## Texto proporcionado
──────────────────────────────
Por Nelson González Breijo, estudiante de Periodismo

Habanas

Habanas

Un pasillo del Vedado fue el único testigo de mi primer beso. En Embill, un barriecito discreto del municipio Boyeros, aprendí cómo se hace una chivichana de choque; y participé en el más grande combate de tirachapas registrado en la memoria de la zona. Víbora Park me presentó a mi primera novia -o mi primera relación seria, no sé como se dice ahora-; Guanabacoa ha sido el refugio de mis apuros universitarios. A estas alturas, nadie puede dudar de mis amores con La Habana.

La capital no es solo el espacio que habito. A veces me empeño horas enteras en desandar una calle, cazando historias, escudriñando los espacios más íntimos, y no hay resultado. Sin embargo, otros días, realidad y fabulación se funden donde antes no hubo nada extraordinario; esos días, las leyendas toman cuerpo y salen al paso disfrazadas de cosas y gentes para secuestrar la atención.

Parece azar y quizás lo sea. Pero he llegado a creer que pueden convivir muchas ciudades en un mismo espacio geográfico, aunque ningún mapa las registre. Es más, casi tengo la certeza de que cada habitante de la urbe lleva consigo un montón de Habanas pequeñitas, particulares, irrepetibles; y que desde dentro pelean todas para figurar las sensaciones de los días.

Esa idea me tiene inquieto. De ratificarse mi sospecha, es posible que esté sufriendo alguna anomalía con mis suburbios chiquitos: como si unas cuantas Habanas lúgubres hubieran acordado reprimir a las otras y llevaran una lamentable ventaja en el intento.
──────────────────────────────
## Datos proporcionados

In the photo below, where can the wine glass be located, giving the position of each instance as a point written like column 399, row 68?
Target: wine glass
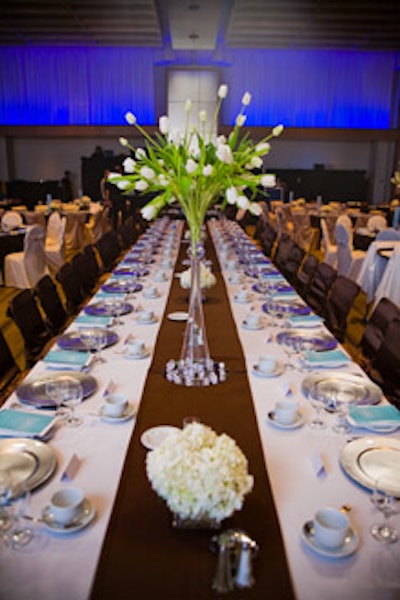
column 6, row 518
column 72, row 395
column 386, row 504
column 317, row 422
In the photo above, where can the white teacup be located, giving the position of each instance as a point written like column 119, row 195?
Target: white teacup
column 146, row 316
column 253, row 320
column 150, row 292
column 115, row 405
column 66, row 504
column 159, row 276
column 286, row 411
column 267, row 364
column 135, row 347
column 330, row 527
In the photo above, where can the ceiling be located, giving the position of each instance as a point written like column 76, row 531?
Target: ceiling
column 204, row 24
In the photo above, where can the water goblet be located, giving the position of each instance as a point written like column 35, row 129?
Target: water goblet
column 317, row 422
column 72, row 396
column 386, row 504
column 6, row 518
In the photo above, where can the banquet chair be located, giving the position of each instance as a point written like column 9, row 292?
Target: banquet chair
column 109, row 249
column 55, row 314
column 283, row 249
column 72, row 288
column 11, row 220
column 385, row 365
column 376, row 223
column 55, row 242
column 293, row 261
column 81, row 264
column 349, row 260
column 388, row 234
column 25, row 313
column 305, row 274
column 9, row 370
column 24, row 269
column 382, row 315
column 319, row 287
column 339, row 302
column 330, row 250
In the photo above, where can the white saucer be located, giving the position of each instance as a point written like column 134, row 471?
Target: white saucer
column 82, row 520
column 349, row 546
column 153, row 437
column 243, row 300
column 298, row 422
column 245, row 325
column 147, row 322
column 128, row 413
column 178, row 316
column 279, row 368
column 131, row 356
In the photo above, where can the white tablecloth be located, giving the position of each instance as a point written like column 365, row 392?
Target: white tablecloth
column 62, row 567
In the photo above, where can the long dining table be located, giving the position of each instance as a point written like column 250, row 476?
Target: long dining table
column 131, row 548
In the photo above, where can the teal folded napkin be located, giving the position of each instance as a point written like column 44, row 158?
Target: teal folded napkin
column 95, row 320
column 330, row 358
column 68, row 359
column 305, row 320
column 373, row 416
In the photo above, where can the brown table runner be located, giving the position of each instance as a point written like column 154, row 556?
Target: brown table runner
column 143, row 556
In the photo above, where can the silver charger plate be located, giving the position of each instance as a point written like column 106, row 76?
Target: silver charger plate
column 319, row 340
column 368, row 460
column 73, row 339
column 31, row 462
column 350, row 388
column 32, row 391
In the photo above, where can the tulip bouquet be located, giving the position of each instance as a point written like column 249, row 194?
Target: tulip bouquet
column 197, row 167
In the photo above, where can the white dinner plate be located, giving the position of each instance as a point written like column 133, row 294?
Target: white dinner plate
column 178, row 316
column 85, row 517
column 155, row 436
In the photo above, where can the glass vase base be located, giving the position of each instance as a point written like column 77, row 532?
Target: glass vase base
column 187, row 523
column 195, row 374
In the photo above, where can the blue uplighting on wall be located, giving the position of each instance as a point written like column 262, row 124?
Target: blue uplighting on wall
column 45, row 85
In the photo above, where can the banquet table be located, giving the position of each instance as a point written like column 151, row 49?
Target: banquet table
column 131, row 549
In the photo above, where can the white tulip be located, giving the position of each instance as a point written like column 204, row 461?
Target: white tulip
column 222, row 91
column 129, row 165
column 246, row 99
column 141, row 185
column 163, row 124
column 268, row 180
column 147, row 173
column 130, row 118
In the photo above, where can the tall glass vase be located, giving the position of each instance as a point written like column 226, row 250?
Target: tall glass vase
column 195, row 367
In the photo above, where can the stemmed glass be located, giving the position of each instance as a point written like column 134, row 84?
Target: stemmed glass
column 6, row 519
column 386, row 503
column 318, row 422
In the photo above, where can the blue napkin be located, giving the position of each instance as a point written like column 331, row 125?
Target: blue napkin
column 67, row 359
column 330, row 358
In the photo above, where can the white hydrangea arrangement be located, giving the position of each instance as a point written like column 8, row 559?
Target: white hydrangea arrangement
column 198, row 167
column 207, row 278
column 200, row 475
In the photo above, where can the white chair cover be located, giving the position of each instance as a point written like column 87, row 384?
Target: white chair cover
──────────────────────────────
## Tarea 1
Responde según el texto sobre La Habana:
(a) ¿Dónde ocurrió el primer beso de quien narra?
(b) ¿Qué aprendió a hacer quien narra en Embill?
(c) ¿Qué lugar ha sido el refugio de sus apuros universitarios?
## Tarea 2
Edita el fragmento del texto sobre La Habana desde "La capital no" hasta "de los días.", y cambia "urbe" por "ciudad".
## Tarea 3
Retoma el texto sobre La Habana a partir de su última oración.
Los registros no guardan relación con el texto.

## Respuesta 1
(a) En un pasillo del Vedado.
(b) Una chivichana de choque.
(c) Guanabacoa.

## Respuesta 2
La capital no es solo el espacio que habito. A veces me empeño horas enteras en desandar una calle, cazando historias, escudriñando los espacios más íntimos, y no hay resultado. Sin embargo, otros días, realidad y fabulación se funden donde antes no hubo nada extraordinario; esos días, las leyendas toman cuerpo y salen al paso disfrazadas de cosas y gentes para secuestrar la atención.

Parece azar y quizás lo sea. Pero he llegado a creer que pueden convivir muchas ciudades en un mismo espacio geográfico, aunque ningún mapa las registre. Es más, casi tengo la certeza de que cada habitante de la ciudad lleva consigo un montón de Habanas pequeñitas, particulares, irrepetibles; y que desde dentro pelean todas para figurar las sensaciones de los días.

## Respuesta 3
Por eso -imagino- choco cada vez más con el profesor maleducado, con el padre inmaduro, con el funcionario público indolente, con el policía incivilizado, con el artista vacío, con el médico insensible, con el corrupto, el administrador tramposo, el censurador, el jovencito conforme, el impostor, el decepcionado de todo... Y conmigo. También yo me sorprendo, a veces, en ese mar de Habanas insalubres.

Cuando eso pasa, solo se me ocurre bracear para volver a la superficie y mantenerme a salvo. Pero es difícil. La catástrofe o el drama excepcional no diseminan tanto la miseria humana como esta serie de pequeñas afrentas que entristecen lo cotidiano.

Como salvavidas, aparecen a ratos las otras ciudades que me habitan: la de mi madre y los buenos amigos, la de los recuerdos... Y la de toda esa gente que no abandona sus sueños, por más que cueste llevar frijoles a la mesa.

Misteriosamente, esas pequeñas Habanas reprimidas todavía tienen una insondable habilidad para sorprender y aliviar al alma. Quizás por eso me anime de vez en cuando a enchufarles un poco de aire nuevo.

Sé que si algún día desaparecen para siempre no servirá de nada echarle la culpa a otro.